Billie Eilish, who recently won five Grammys, is also singing the theme song for the new Bond film. ‘James Bond is the coolest film franchise ever to exist,’ she said. ‘I’m still in shock.’
My husband tells me that the symptoms of shock include pale, clammy skin and bluish fingernails. Since Miss Eilish’s fingernails were painted green at January’s Grammy ceremony, it was not easy to tell. But a life-threatening drop in blood pressure was clearly not present.
The phrase in shock is now used where we used to say shocked, or even overjoyed. Perhaps people have been watching too many medical dramas on Netflix.
Shock, from the French choque, began as the word for a collision of armies. Shakespeare was in the first generation to use it when he wrote in Richard III of a ‘doubtful shock of arms’. He soon had Hamlet speaking of ‘The heart-ache, and the thousand natural shocks/ That flesh is heir to’.
Shock lent itself to various shocking phenomena. In 1719, Defoe had Robinson Crusoe ‘terribly frighted with a most dreadful, surprising thing’, three shocks of an earthquake that almost buried him in his cave.
The 19th-century French phrase troupe de choc was taken up in English as shock troops, later used as the model for shock workers, translating the Soviet Russian word udarniki: those who voluntarily exceeded production quotas. This original sense was revived in 1996 by American strategists, who called the effect of sudden and overwhelming force shock and awe.
The shock of surgical operations was observed in the early 19th century. During World War One, some similarities to its effect promoted the notion of shell shock. Before the war was over, shell shock was being used as a trivial metaphor for a surprise.
Calling the state of shock being in shock seems to have caught on scientifically in the 1920s. To use it for an agreeable surprise should no more be encouraged than the erroneous use of schizophrenic for being in two minds.

:::

- Tasks to perform -
1. Copy word for word the part of the piece on the word "shock" from "The 19th-century French" to "shock and awe.".
2. Turn the paragraph of the piece on the word "shock" that begins "The 19th-century French phrase" into a short bulleted list that keeps its main facts.

:::

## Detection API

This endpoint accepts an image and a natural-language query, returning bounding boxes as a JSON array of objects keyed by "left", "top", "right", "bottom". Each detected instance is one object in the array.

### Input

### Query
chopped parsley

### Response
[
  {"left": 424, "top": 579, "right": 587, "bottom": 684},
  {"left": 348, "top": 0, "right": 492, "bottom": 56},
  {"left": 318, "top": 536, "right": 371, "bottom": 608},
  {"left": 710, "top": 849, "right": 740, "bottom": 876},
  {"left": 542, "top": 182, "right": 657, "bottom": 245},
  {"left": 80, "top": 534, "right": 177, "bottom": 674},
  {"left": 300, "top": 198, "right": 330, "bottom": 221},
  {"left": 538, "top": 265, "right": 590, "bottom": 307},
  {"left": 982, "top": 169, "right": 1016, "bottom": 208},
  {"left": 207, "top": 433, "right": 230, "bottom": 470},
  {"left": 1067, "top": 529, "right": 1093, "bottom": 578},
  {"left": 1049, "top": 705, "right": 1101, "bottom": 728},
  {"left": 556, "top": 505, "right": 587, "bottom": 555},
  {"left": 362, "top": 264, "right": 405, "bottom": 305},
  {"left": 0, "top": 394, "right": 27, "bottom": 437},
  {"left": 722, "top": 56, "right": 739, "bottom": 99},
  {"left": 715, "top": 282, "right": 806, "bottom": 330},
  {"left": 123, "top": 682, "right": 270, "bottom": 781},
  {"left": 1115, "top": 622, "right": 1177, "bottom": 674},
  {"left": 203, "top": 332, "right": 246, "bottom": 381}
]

:::

- Solutions to the problems -
1.
The 19th-century French phrase troupe de choc was taken up in English as shock troops, later used as the model for shock workers, translating the Soviet Russian word udarniki: those who voluntarily exceeded production quotas. This original sense was revived in 1996 by American strategists, who called the effect of sudden and overwhelming force shock and awe.

2.
- English took the 19th-century French phrase troupe de choc as shock troops.
- Shock troops later served as the model for shock workers. That term translated the Soviet Russian udarniki, people who voluntarily exceeded production quotas.
- In 1996 American strategists revived this original sense with shock and awe, their name for the effect of sudden and overwhelming force.